> [TEXTO PARA LEER]:
--
Murcia, 30 de octubre. El Teatro Romea, uno de los recintos culturales más emblemáticos de España, alberga una inquietante leyenda que lo asocia a la maldición de los dominicos, quienes eran los dueños de la tierra donde se construyó este icónico edificio, expropiada en tiempos de la Primera República.
Según la historia popular, un tercer incendio acabaría con este símbolo de la cultura murciana, justo cuando el teatro estuviera a tope, con todas las entradas vendidas. Desde finales del siglo XIX, se ha dejado siempre una butaca vacía como medida de precaución para evitar que la profecía de los monjes se cumpla.
--
Copia sin cambios, del texto sobre el Teatro Romea, el trozo que empieza en "Según la historia" y acaba en "monjes se cumpla.".

> [DATOS REUNIDOS]:
--
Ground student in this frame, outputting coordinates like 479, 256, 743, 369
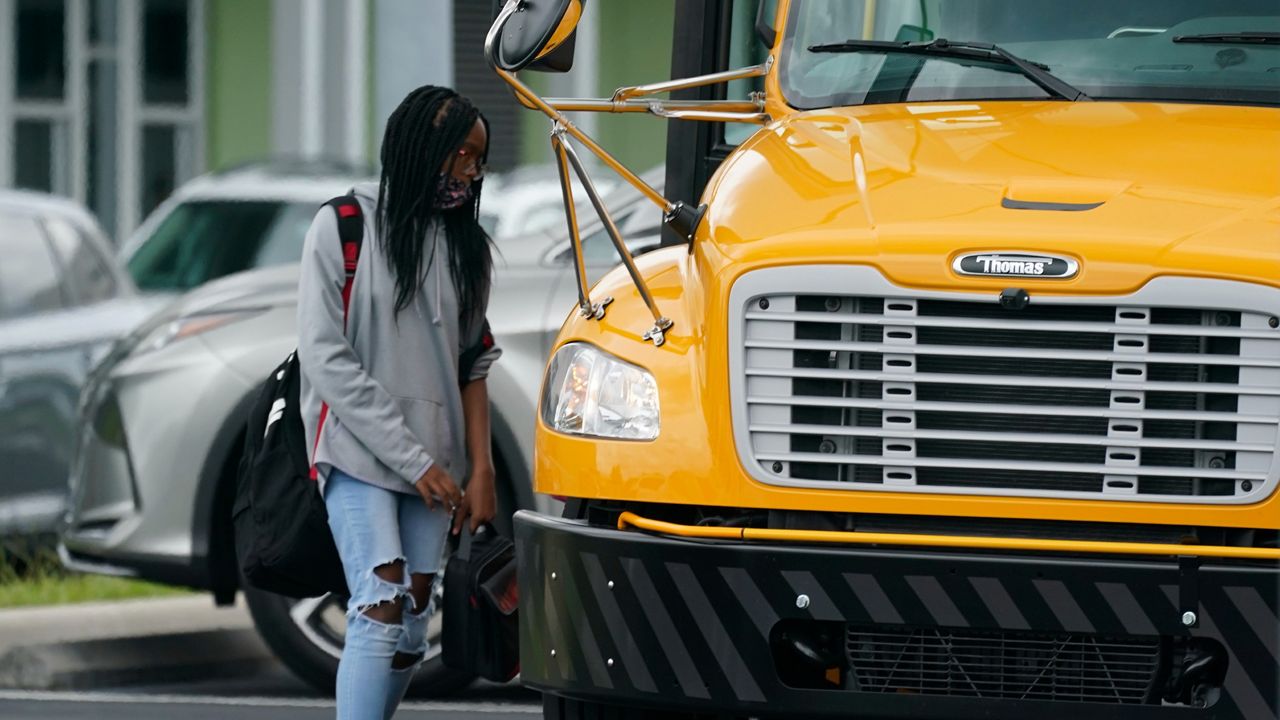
--
> [SOLUCIÓN]:
Según la historia popular, un tercer incendio acabaría con este símbolo de la cultura murciana, justo cuando el teatro estuviera a tope, con todas las entradas vendidas. Desde finales del siglo XIX, se ha dejado siempre una butaca vacía como medida de precaución para evitar que la profecía de los monjes se cumpla.